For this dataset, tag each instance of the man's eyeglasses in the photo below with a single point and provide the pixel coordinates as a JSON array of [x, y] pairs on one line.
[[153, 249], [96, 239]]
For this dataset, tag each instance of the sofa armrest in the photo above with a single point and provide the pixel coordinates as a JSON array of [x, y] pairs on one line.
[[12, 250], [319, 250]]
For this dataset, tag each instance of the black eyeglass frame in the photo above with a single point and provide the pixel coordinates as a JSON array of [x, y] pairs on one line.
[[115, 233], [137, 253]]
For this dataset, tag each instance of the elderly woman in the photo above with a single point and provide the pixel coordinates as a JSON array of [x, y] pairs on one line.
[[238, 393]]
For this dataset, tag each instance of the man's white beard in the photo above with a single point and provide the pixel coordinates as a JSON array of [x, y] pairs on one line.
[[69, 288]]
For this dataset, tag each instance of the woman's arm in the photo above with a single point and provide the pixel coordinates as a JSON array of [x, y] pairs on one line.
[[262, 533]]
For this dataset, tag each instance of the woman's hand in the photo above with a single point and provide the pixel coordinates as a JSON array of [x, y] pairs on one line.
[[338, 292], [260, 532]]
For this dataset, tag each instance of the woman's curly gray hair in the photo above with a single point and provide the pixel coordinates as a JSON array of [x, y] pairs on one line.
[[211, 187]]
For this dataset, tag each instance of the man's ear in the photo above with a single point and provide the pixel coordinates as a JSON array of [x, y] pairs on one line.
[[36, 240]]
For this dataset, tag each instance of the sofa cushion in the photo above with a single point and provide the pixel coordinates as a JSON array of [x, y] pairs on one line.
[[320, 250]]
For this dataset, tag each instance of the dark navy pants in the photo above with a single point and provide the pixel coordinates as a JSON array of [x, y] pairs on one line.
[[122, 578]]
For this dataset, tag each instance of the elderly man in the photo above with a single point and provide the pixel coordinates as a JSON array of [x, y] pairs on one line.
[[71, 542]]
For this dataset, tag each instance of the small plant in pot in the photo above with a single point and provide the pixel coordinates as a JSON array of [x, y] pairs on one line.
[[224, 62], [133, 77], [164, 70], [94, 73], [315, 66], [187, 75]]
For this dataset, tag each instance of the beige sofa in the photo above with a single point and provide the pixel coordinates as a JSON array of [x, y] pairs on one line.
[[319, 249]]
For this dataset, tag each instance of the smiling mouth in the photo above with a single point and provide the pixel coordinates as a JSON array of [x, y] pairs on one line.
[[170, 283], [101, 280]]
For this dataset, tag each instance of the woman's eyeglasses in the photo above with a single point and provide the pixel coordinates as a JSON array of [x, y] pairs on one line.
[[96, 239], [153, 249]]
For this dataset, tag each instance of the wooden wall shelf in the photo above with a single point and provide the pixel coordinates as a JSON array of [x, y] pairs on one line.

----

Directions → Render every record above as one item in a numbered list, with blank lines left out.

Reply to the task →
1. For this dataset, tag each instance of the man's eyeglasses in the photo below with a single point and provide the pixel coordinates as a JSON array of [x, y] pairs on one line.
2. [[153, 249], [96, 239]]
3. For this dataset, tag each instance of the sofa armrest in the photo above with a single point and provide the pixel coordinates as a JSON array of [x, y] pairs on one line.
4. [[12, 250], [319, 250]]
5. For this dataset, tag each instance of the black eyeglass frame in the photo above with a single point and provide the pixel coordinates as a JSON array of [x, y] pairs on one line.
6. [[115, 233], [137, 253]]
7. For this dataset, tag each instance of the elderly woman in the photo above with a single point and provide the pixel coordinates as a JSON array of [x, y] pairs on one line.
8. [[238, 393]]
9. For this dataset, tag each instance of the man's white beard in the photo above with a single point and provide the pixel coordinates as a JSON array of [x, y] pairs on one line.
10. [[69, 288]]
11. For this dataset, tag each instance of the woman's arm in the photo above with a single point and provide the pixel coordinates as a JSON array of [x, y] pairs on one line.
12. [[262, 533]]
13. For this dataset, tag each instance of the woman's hand in the photo above with a single point and provide the pixel coordinates as a JSON array of [x, y] pairs on one line.
14. [[338, 292], [260, 532]]
15. For this dataset, tag each instance of the woman's curly gray hair in the photo above with a single point and provide the pixel coordinates as a JSON array of [x, y] pairs on one line.
16. [[211, 187]]
17. For this dataset, tag each instance of the man's ear in the photo above with a single point and provide the pixel coordinates as a JSON array of [x, y] pairs on one line.
18. [[36, 240]]
19. For this dataset, tag each instance of the sofa cushion in the photo above with a single point and provide the pixel coordinates as a JSON array of [x, y] pairs on one line.
20. [[320, 250]]
21. For this dataset, tag each instance of the dark navy pants in the photo above with a single point and provide the pixel coordinates as a JSON array of [x, y] pairs on one line.
22. [[122, 578]]
23. For this dataset, tag each instance of the elderly man in the photo above with a single point and provide the pixel coordinates as a JSON array of [x, y] pairs on one line.
24. [[71, 542]]
25. For this dataset, tag each instance of the small plant in pot in the photo above with a single point and provide the pixel coordinates as a JSON array of [x, y] pairs on one line.
26. [[224, 62], [133, 77], [164, 70], [94, 73], [315, 66], [187, 75]]
27. For this dataset, tag each instance of the beige sofa in the photo above with a single point and provide the pixel coordinates as a JSON array of [x, y] pairs on one line.
28. [[319, 249]]
29. For this dataset, tag each instance of the smiling mouth in the photo above with a single point and provide the pixel coordinates as a JSON array of [x, y] pairs on one line.
30. [[170, 283], [101, 280]]
31. For this dataset, tag each instance of the woman's eyeglasses in the photo above with a single point and provide the pixel coordinates as a JSON array of [x, y] pairs on one line.
32. [[96, 239], [153, 249]]
33. For this dataset, tag each instance of the wooden wall shelf in the photo above with a single point and provide the pixel coordinates as a JSON array of [x, y] pairs on one line.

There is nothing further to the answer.